MR. WOOD: Yeah, Sylvie. The Department – the U.S. Department of Defense and the Uzbekistan Ministry of Defense agreed through an exchange of letters earlier today to establish commercial shipping routes to – for nonlethal supplies across Uzbekistan territory to support our operations in Afghanistan. So --

QUESTION: If I – my memory’s good, there was such an agreement in 2005, 2006, which has been cancelled by U.S. because of the terrible human rights situation in Uzbekistan. The fact that there is a new agreement, does it mean that the U.S. thinks the human rights situation improved in Uzbekistan?

MR. WOOD: Look, we’ve said for some time now that there are some human rights concerns that we have with the Government of Uzbekistan. But I think, you know, it’s important that we look at this agreement that was reached earlier today, and what that agreement does for our ability to support our operations in Afghanistan against the Taliban and al-Qaida.

» **WORK TO COMPLETE**
Continue the press briefing on the Uzbekistan supply routes, starting right after its final sentence.

» **GIVEN RECORDS**

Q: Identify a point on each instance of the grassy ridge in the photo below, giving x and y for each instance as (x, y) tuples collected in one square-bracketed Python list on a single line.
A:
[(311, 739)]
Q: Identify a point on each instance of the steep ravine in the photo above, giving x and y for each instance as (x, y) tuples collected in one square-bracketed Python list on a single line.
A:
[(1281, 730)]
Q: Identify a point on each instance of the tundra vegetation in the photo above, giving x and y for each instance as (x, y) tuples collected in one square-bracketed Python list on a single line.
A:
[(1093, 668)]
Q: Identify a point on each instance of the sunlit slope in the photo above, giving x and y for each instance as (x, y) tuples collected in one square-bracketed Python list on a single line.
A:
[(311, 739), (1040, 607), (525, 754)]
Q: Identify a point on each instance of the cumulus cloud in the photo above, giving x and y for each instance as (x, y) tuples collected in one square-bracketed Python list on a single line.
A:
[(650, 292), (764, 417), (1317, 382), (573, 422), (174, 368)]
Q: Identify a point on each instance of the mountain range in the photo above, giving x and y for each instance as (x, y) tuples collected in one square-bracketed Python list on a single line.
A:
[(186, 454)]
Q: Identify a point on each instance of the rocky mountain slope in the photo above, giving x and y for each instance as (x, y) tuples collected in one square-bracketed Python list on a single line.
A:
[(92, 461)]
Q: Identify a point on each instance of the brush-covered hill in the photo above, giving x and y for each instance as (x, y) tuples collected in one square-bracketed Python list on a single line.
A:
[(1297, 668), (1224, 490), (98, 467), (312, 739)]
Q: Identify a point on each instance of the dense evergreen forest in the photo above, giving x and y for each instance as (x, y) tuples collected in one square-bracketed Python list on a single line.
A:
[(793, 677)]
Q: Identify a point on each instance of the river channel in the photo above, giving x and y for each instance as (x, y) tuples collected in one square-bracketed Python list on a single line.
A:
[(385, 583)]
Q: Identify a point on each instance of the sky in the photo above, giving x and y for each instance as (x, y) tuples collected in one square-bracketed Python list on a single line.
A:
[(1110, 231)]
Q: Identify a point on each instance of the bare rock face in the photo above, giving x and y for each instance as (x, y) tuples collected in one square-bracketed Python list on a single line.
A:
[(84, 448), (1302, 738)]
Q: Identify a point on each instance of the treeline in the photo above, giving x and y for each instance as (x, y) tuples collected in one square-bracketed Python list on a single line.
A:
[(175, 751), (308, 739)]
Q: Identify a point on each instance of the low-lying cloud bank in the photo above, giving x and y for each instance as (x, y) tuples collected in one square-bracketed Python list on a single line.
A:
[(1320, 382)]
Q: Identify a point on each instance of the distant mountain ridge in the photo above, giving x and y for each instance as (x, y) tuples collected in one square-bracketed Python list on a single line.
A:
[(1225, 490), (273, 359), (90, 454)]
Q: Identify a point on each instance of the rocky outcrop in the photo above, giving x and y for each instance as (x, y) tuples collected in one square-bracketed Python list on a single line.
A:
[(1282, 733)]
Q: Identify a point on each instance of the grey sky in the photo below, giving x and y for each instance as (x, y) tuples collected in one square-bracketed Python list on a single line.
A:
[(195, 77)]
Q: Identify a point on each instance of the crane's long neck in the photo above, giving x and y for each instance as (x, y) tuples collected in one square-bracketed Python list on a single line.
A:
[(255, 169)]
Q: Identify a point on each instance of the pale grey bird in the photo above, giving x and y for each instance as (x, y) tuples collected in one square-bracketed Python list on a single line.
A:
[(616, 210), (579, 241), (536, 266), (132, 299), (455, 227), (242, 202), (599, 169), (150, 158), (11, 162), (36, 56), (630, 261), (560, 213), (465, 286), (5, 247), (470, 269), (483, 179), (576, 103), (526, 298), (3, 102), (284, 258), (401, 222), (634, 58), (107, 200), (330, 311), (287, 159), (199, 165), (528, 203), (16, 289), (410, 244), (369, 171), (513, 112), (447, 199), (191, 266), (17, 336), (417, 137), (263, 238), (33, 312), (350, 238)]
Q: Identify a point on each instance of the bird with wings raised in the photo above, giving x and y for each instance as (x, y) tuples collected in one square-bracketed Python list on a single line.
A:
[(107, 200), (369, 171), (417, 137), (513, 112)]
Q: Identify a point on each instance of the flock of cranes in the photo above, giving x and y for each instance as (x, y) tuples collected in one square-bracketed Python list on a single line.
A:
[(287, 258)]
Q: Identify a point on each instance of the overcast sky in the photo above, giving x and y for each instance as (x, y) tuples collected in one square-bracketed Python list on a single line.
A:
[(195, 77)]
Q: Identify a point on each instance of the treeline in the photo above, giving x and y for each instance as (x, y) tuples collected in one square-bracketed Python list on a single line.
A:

» **RESPONSE BELOW**
And so obviously, the United States and Uzbekistan have interests in trying to prevent the Taliban and al-Qaida from becoming more powerful in Afghanistan. So yes, we do have concerns with regard to human rights, but we also have other interests as well with Uzbekistan. And we’ll continue to raise our concerns on the human rights front.

QUESTION: But does it mean that human rights have been put on the backburner?

MR. WOOD: No, not at all, not at all, not at all.

QUESTION: What did you say it had to do with, the agreement?

MR. WOOD: No, I said --

QUESTION: Shipping routes?

MR. WOOD: Commercial routes. Did I say shipping? I don’t --

QUESTION: Yeah, you said shipping.

MR. WOOD: Did I say shipping? Well, commercial --

QUESTION: Since Uzbekistan is landlocked, it’s kind of like (inaudible) signed the maritime agreement with Mongolia.

MR. WOOD: Yeah, I didn’t mean – commercial transit routes is what I meant to say. Shipping just was a word that popped up. I meant to say transit routes, so my apologies.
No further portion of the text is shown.